**Written request 1**
In the article on McCain's denial, change "hotel" to "restaurant" in the passage starting at "Cindy McCain, the" and ending at "to embrace him.", and give that passage back.

[start Extract]

McCain denies allegations over lobbyist

Bob Drogin and Jim Puzzanghera Los Angeles Times

WASHINGTON – Sen. John McCain strongly denied allegations Thursday that he was warned during his first White House campaign in 2000 to avoid meetings with a female telecommunications lobbyist who allegedly claimed to have undue access to the senator and his aides.

McCain, the likely Republican presidential nominee, denied any improper relationship with the woman, Vicki Iseman, whom he called a friend.

He criticized a New York Times story suggesting that he aided Iseman by helping her clients and said is was “not true.”

Cindy McCain, the candidate’s wife, stood beside him at the news conference at a hotel in Toledo, Ohio. Asked to comment, she called her husband a “man of great character” who would not do anything to “disappoint the people of America.”

McCain’s aides and supporters portrayed the controversy as a political hit job designed to sully the four-term Arizona senator and war hero as he struggles to unite the Republican Party. Polls show that many conservative and evangelical voters have yet to embrace him.

By midafternoon, McCain’s campaign manager, Rick Davis, issued a fundraising solicitation that sought to tap public resentment against the media. The letter denounced a “sleazy smear attack from a liberal newspaper against the conservative Republican front-runner” and pleaded for contributions to “counteract the liberal establishment.”

McCain has led the effort in Congress to end campaign finance abuses and improper influence of lobbyists and special interests. Any indication that he had acted imprudently, especially during the years he was chairman of the Senate Commerce committee, undermines a key plank of his White House campaign.

The case, however, also could benefit McCain if voters conclude that he and his family were unfairly victimized.

In a telephone interview, John Weaver, one of McCain’s top aides in the last campaign, said he had asked Iseman to meet him at a cafe in Union Station, the main train depot in Washington, in late 1999.

“It lasted only a few minutes, maybe five or six minutes,” he said. “In the course of that, I informed her that her comments that she had strong ties to (Commerce) committee staff, to his personal staff and to Sen. McCain were untrue and harmful and it had to stop.”

Iseman, he said, was “telling people that she had close ties, that she could get things done. My position as top campaign person was this was harmful to the campaign. It was inaccurate. … Most lobbyists are guilty of bragging. But it was constant. We kept hearing about it.”

Asked Iseman’s response to his complaint, Weaver replied, “She got up and left. That’s why the meeting was so short.”

Weaver said he did not inform McCain about the meeting, however. His statement thus did not contradict McCain’s denial that he was warned to avoid Iseman.

Iseman did not respond to phone call and e-mail requests for comment Thursday. She is a partner at Alcalde and Fay, a lobbying company in Washington, and represents telecommunications corporations and other clients before the House and Senate commerce committees, according to the firm’s Web site.

[end Extract]
[start Given entries]

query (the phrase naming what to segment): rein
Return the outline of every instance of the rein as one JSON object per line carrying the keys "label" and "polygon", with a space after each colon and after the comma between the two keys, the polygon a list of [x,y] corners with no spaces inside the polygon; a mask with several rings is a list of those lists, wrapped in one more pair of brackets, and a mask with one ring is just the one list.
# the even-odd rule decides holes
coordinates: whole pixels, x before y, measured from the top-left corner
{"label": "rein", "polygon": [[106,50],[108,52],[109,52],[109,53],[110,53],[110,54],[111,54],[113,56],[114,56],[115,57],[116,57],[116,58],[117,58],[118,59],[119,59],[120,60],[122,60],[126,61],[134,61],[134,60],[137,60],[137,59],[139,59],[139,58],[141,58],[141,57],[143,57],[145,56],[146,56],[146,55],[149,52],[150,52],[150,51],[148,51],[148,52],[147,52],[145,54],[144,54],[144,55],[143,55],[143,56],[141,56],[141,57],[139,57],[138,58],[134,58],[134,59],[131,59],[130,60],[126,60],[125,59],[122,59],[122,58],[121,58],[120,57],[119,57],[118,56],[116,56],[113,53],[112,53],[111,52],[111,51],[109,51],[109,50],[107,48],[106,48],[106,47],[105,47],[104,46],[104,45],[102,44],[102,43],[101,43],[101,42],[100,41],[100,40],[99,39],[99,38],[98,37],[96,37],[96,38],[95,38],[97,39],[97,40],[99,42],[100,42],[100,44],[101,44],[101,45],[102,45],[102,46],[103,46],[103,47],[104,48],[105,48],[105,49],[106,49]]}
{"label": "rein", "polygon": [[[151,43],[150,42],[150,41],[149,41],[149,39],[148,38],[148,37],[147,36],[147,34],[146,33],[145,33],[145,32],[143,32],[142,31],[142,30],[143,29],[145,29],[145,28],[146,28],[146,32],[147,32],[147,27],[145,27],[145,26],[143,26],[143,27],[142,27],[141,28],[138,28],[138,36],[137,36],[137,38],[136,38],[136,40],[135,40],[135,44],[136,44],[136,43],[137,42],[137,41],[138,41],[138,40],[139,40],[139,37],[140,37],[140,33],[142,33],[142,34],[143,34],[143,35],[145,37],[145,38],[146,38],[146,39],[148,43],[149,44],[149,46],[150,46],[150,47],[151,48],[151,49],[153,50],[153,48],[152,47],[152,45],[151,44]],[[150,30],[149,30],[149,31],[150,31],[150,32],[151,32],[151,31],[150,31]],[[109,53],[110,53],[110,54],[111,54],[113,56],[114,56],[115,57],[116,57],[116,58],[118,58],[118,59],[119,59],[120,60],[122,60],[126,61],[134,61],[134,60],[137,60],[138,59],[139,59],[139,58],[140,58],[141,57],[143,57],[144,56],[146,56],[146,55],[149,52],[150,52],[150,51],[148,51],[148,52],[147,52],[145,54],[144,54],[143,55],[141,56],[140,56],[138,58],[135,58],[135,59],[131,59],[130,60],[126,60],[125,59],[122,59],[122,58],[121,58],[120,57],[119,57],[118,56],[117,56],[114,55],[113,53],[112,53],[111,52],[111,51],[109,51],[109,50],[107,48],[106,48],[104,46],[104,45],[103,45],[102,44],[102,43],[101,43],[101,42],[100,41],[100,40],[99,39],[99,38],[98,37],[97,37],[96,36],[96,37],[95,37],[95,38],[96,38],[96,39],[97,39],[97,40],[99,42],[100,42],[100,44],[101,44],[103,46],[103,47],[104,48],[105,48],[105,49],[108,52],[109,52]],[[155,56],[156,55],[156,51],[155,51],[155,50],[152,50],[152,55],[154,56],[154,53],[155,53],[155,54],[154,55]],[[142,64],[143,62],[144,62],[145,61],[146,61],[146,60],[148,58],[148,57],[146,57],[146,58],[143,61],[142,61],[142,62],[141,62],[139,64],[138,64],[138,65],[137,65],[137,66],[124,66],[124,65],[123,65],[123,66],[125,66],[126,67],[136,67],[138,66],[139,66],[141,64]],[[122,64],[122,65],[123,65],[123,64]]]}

[end Given entries]

**Written request 2**
Repeat the listing word for word, starting at its first line and ending at the line that contains "coordinates: whole pixels, x".

**Exercise response 1**
Cindy McCain, the candidate’s wife, stood beside him at the news conference at a restaurant in Toledo, Ohio. Asked to comment, she called her husband a “man of great character” who would not do anything to “disappoint the people of America.”

McCain’s aides and supporters portrayed the controversy as a political hit job designed to sully the four-term Arizona senator and war hero as he struggles to unite the Republican Party. Polls show that many conservative and evangelical voters have yet to embrace him.

**Exercise response 2**
query (the phrase naming what to segment): rein
Return the outline of every instance of the rein as one JSON object per line carrying the keys "label" and "polygon", with a space after each colon and after the comma between the two keys, the polygon a list of [x,y] corners with no spaces inside the polygon; a mask with several rings is a list of those lists, wrapped in one more pair of brackets, and a mask with one ring is just the one list.
# the even-odd rule decides holes
coordinates: whole pixels, x before y, measured from the top-left corner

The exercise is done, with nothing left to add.